═════ Data shown

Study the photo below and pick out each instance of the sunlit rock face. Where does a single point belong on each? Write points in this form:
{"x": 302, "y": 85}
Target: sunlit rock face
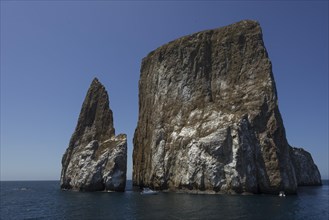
{"x": 209, "y": 118}
{"x": 96, "y": 159}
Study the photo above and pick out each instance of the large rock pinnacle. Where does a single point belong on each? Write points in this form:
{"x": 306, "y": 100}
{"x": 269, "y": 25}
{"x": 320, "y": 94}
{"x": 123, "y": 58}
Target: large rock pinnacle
{"x": 209, "y": 117}
{"x": 95, "y": 159}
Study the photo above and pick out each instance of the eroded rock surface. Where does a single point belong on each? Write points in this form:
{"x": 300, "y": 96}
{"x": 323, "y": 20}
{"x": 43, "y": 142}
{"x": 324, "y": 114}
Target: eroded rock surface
{"x": 209, "y": 117}
{"x": 96, "y": 159}
{"x": 307, "y": 173}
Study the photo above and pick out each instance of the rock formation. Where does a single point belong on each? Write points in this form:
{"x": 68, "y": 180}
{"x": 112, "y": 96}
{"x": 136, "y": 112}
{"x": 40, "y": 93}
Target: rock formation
{"x": 95, "y": 159}
{"x": 307, "y": 173}
{"x": 209, "y": 117}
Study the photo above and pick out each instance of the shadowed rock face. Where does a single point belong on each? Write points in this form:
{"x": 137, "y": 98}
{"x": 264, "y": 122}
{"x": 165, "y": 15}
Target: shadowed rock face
{"x": 209, "y": 118}
{"x": 96, "y": 159}
{"x": 307, "y": 173}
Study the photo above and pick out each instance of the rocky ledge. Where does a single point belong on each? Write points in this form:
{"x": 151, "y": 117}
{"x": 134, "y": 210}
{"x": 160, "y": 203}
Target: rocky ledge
{"x": 95, "y": 159}
{"x": 209, "y": 117}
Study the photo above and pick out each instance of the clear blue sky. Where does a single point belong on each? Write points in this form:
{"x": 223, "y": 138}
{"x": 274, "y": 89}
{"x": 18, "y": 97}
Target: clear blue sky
{"x": 51, "y": 51}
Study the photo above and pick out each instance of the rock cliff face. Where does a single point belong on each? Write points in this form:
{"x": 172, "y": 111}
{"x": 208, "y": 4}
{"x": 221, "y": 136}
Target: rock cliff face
{"x": 307, "y": 173}
{"x": 209, "y": 118}
{"x": 95, "y": 159}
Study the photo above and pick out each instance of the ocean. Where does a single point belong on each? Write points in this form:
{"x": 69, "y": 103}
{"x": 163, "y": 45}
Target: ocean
{"x": 45, "y": 200}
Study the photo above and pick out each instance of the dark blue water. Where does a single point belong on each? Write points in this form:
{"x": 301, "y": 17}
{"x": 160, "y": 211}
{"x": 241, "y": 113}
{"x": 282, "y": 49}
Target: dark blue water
{"x": 44, "y": 200}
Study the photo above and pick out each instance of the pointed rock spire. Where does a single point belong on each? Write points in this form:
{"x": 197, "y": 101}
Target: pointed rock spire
{"x": 95, "y": 159}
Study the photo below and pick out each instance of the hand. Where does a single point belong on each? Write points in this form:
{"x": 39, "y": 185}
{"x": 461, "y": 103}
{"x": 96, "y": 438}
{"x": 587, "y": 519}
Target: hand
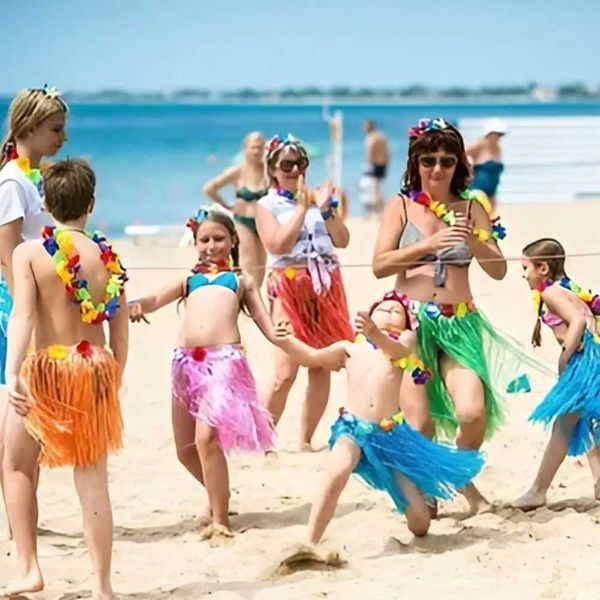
{"x": 237, "y": 208}
{"x": 323, "y": 196}
{"x": 283, "y": 330}
{"x": 334, "y": 360}
{"x": 303, "y": 194}
{"x": 18, "y": 397}
{"x": 136, "y": 313}
{"x": 365, "y": 325}
{"x": 448, "y": 237}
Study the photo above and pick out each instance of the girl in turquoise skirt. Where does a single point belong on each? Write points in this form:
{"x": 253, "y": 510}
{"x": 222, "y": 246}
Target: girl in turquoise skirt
{"x": 572, "y": 406}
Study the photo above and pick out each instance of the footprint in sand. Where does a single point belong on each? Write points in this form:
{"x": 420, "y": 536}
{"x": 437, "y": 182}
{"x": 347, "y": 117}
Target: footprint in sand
{"x": 217, "y": 536}
{"x": 305, "y": 557}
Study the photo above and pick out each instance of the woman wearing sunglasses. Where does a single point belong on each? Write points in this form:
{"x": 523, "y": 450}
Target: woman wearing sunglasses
{"x": 300, "y": 231}
{"x": 428, "y": 237}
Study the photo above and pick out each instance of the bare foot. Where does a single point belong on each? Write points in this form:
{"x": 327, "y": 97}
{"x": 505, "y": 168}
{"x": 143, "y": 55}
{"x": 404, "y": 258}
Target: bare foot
{"x": 530, "y": 500}
{"x": 219, "y": 535}
{"x": 103, "y": 595}
{"x": 476, "y": 500}
{"x": 32, "y": 582}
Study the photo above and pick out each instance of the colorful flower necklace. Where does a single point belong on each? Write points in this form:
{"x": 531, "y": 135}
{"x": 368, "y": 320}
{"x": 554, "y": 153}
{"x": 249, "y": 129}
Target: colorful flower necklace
{"x": 59, "y": 245}
{"x": 440, "y": 210}
{"x": 411, "y": 364}
{"x": 34, "y": 175}
{"x": 593, "y": 301}
{"x": 367, "y": 427}
{"x": 212, "y": 268}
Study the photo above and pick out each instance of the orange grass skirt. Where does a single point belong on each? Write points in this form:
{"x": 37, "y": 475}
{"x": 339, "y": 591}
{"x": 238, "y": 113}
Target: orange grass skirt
{"x": 76, "y": 415}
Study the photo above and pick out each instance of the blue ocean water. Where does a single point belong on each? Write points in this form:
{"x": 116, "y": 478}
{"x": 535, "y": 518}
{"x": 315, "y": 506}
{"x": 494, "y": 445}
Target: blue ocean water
{"x": 152, "y": 160}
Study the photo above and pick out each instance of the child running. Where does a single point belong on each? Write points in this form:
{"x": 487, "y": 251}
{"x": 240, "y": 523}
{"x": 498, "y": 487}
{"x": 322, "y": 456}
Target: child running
{"x": 371, "y": 437}
{"x": 573, "y": 404}
{"x": 215, "y": 409}
{"x": 65, "y": 391}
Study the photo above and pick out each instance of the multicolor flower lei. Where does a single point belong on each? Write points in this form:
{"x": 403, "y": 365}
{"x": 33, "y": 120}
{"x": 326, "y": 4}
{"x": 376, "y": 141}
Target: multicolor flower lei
{"x": 59, "y": 245}
{"x": 34, "y": 175}
{"x": 366, "y": 427}
{"x": 593, "y": 301}
{"x": 413, "y": 365}
{"x": 440, "y": 210}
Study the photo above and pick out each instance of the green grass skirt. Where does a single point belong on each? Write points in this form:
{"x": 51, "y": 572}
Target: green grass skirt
{"x": 472, "y": 341}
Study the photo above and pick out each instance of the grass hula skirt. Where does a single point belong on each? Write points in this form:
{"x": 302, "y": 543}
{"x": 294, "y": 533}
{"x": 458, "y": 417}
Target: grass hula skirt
{"x": 463, "y": 333}
{"x": 216, "y": 386}
{"x": 393, "y": 447}
{"x": 5, "y": 309}
{"x": 76, "y": 416}
{"x": 314, "y": 301}
{"x": 576, "y": 391}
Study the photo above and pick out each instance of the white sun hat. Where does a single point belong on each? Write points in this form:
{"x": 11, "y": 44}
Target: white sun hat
{"x": 494, "y": 125}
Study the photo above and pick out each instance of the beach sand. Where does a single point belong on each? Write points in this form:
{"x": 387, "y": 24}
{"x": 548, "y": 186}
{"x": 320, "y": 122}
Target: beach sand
{"x": 157, "y": 506}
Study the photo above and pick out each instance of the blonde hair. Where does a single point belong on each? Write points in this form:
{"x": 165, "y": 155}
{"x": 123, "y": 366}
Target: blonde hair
{"x": 28, "y": 109}
{"x": 551, "y": 252}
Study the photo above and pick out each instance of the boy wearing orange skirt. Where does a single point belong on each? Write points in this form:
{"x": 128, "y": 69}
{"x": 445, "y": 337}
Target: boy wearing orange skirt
{"x": 64, "y": 390}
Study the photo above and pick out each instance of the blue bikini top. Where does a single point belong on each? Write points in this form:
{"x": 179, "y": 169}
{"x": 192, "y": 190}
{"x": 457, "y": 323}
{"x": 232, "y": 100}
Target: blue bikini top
{"x": 226, "y": 279}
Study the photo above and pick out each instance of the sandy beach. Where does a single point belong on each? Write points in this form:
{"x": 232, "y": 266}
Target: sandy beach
{"x": 157, "y": 505}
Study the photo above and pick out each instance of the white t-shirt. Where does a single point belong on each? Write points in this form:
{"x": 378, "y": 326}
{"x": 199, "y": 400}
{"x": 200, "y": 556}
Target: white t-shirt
{"x": 21, "y": 199}
{"x": 313, "y": 247}
{"x": 313, "y": 240}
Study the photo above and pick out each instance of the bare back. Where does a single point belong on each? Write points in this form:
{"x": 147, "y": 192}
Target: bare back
{"x": 58, "y": 319}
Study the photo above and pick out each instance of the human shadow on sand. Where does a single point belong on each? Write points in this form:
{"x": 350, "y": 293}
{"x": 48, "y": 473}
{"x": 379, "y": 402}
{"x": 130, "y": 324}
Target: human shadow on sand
{"x": 274, "y": 519}
{"x": 448, "y": 542}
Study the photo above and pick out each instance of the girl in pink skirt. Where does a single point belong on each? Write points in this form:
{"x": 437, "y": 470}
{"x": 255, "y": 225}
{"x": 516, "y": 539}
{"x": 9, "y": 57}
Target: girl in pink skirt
{"x": 215, "y": 408}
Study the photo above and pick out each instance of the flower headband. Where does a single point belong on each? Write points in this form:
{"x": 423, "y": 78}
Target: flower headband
{"x": 277, "y": 143}
{"x": 403, "y": 299}
{"x": 427, "y": 125}
{"x": 52, "y": 93}
{"x": 194, "y": 222}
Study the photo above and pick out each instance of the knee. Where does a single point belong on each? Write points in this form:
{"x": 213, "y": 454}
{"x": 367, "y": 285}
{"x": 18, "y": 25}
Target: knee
{"x": 419, "y": 521}
{"x": 472, "y": 416}
{"x": 284, "y": 378}
{"x": 206, "y": 438}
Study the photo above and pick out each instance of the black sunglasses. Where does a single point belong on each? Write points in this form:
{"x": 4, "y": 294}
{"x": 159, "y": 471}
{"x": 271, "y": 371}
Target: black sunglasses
{"x": 287, "y": 166}
{"x": 446, "y": 162}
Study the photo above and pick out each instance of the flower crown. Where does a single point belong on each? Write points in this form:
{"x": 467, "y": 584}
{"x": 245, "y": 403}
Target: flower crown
{"x": 52, "y": 93}
{"x": 403, "y": 299}
{"x": 427, "y": 125}
{"x": 276, "y": 143}
{"x": 194, "y": 222}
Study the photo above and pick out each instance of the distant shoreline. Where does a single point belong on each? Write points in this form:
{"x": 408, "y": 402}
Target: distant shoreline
{"x": 315, "y": 101}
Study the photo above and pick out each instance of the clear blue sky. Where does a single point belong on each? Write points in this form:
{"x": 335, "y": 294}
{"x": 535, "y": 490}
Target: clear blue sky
{"x": 228, "y": 44}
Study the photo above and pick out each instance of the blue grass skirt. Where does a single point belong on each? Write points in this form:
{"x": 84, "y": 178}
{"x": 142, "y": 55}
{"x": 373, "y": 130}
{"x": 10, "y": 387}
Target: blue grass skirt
{"x": 576, "y": 391}
{"x": 5, "y": 308}
{"x": 436, "y": 470}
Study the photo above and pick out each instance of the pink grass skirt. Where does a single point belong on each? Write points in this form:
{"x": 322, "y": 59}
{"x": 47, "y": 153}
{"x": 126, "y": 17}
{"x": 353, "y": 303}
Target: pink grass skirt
{"x": 216, "y": 385}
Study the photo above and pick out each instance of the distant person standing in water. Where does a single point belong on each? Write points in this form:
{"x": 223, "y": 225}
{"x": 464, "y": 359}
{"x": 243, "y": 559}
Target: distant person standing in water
{"x": 486, "y": 156}
{"x": 378, "y": 157}
{"x": 250, "y": 182}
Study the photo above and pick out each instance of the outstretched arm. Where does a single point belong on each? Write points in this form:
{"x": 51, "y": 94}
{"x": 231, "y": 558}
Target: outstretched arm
{"x": 20, "y": 324}
{"x": 557, "y": 302}
{"x": 488, "y": 254}
{"x": 142, "y": 306}
{"x": 394, "y": 349}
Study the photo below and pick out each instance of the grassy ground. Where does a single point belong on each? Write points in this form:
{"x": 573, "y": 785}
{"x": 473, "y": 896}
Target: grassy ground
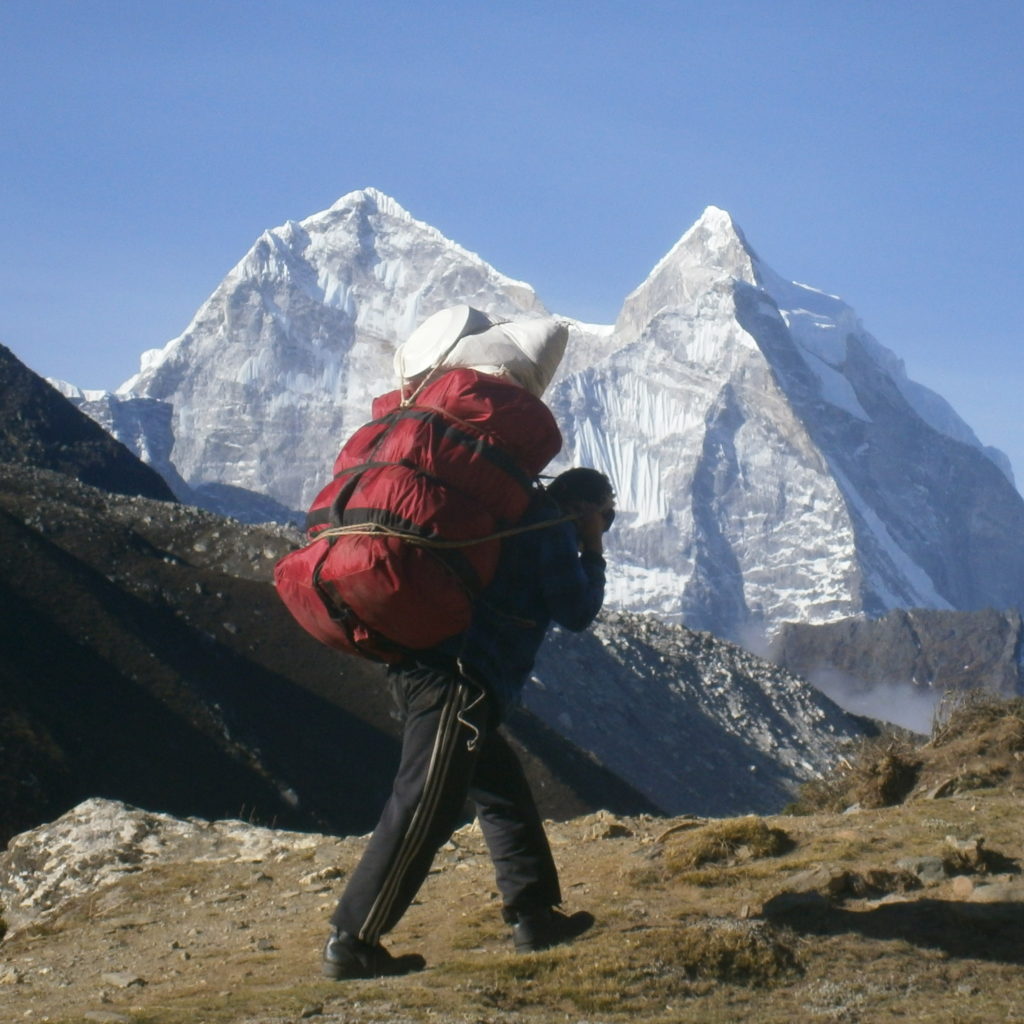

══════════

◆ Your instructions
Isolate each line of the listing above that includes "grassy". Copy it.

◆ Written solution
Study the photo below and pick out each instance of the grassy ground. Where does a single point belong on each? Write points in this form:
Target: grassy ground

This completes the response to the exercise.